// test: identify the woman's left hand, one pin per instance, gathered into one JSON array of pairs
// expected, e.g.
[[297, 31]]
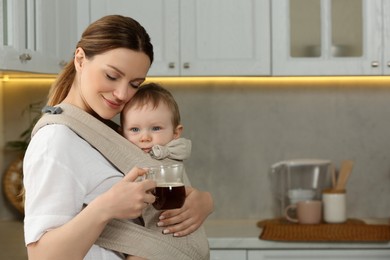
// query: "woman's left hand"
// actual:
[[181, 222]]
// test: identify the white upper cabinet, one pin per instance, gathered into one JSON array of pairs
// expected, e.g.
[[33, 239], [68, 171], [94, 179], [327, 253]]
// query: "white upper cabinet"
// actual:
[[328, 37], [37, 36], [386, 35], [199, 37]]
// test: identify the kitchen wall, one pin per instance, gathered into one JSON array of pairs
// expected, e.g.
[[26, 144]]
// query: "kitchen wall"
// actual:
[[238, 131]]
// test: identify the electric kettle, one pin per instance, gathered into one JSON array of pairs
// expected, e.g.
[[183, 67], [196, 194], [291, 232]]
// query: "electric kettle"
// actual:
[[300, 179]]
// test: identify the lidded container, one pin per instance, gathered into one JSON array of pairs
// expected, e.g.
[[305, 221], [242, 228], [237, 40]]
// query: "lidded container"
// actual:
[[300, 179]]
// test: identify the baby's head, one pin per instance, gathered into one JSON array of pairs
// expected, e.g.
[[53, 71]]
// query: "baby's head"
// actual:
[[151, 117]]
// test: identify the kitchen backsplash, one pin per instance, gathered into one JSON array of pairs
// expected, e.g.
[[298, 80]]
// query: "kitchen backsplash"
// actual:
[[238, 132]]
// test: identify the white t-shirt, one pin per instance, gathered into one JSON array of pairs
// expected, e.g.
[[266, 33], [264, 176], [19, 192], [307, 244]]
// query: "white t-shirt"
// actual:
[[62, 172]]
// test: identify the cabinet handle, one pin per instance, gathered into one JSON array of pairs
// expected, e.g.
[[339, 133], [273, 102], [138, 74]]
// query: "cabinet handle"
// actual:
[[25, 57], [375, 64], [62, 63]]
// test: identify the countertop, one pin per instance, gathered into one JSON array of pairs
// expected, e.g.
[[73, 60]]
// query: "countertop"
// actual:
[[244, 234], [222, 234]]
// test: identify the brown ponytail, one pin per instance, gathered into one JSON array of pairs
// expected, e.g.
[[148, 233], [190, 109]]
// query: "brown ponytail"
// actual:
[[107, 33]]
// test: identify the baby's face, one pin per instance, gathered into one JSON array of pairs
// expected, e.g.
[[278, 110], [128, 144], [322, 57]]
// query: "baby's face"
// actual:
[[148, 126]]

Given exercise: Reproduce the material in full, word for word, and omit the pictures.

Correct output:
// test: identify the woman's left hand, one pin per instance, gathered into one JSON array of pairs
// expected, e.g.
[[297, 31]]
// query: "woman's left hand"
// actual:
[[181, 222]]
// test: identify the white upper cabinet, one pin per instance, gathered into one JSON array of pairs
// expected, e.g.
[[33, 239], [68, 171], [94, 179], [327, 253]]
// query: "white upper cabinet"
// actual:
[[328, 37], [37, 36], [386, 35], [199, 37]]
// test: identify the kitchen wall, one pin per instance, gathered into one JSON array of pairs
// expected, e.g.
[[26, 144]]
// query: "kitchen wall"
// actual:
[[238, 131]]
// test: identify the electric kettle, one pin per instance, gathered into one JSON array of pairs
// expected, e.g.
[[183, 67], [196, 194], [291, 232]]
// query: "electric kettle"
// actual:
[[300, 179]]
// test: identify the lidded container, one pin per instance, gathered into one JSON array of pairs
// expected, e.g.
[[305, 221], [242, 228], [237, 40]]
// query: "lidded container"
// actual:
[[300, 179]]
// test: identify the baby's head, one pin per instance, gathered into one JSON array of pairs
// expected, e.g.
[[53, 71]]
// query: "baby's head"
// actual:
[[151, 117]]
// test: identify the kitchen backsplash, one pin per instance, gathered into one JSON array of pairs
// expected, e.g.
[[298, 80]]
// query: "kitchen backsplash"
// actual:
[[238, 132]]
// test: identify the white t-shirt, one pin per instance, gathered into one JSON array of pairs
// expected, e.g.
[[266, 33], [264, 176], [19, 192], [307, 244]]
// query: "white t-shirt"
// actual:
[[62, 172]]
// test: identify the cabinet handle, one pin per instance, gathered into one JSON array of pairs
// expected, e.g.
[[339, 133], [273, 102], [138, 74]]
// query: "cabinet handle"
// actual:
[[25, 57], [375, 64], [62, 63]]
// test: identify the countertop, one pin per instance, gathered into one JSON array of pairs
// expected, e.g.
[[73, 60]]
// query: "countertop"
// actual:
[[244, 234], [222, 234]]
// test: identify the brown ponytail, one pin per instance, gathered into one JSON array of pairs
// expected, e.g.
[[148, 233], [190, 109]]
// query: "brown ponytail"
// actual:
[[107, 33]]
// test: identify the baby's face, one pin per instance, gathered into one JSON array of pairs
// expected, e.g.
[[278, 110], [128, 144], [322, 57]]
// query: "baby's face"
// actual:
[[148, 126]]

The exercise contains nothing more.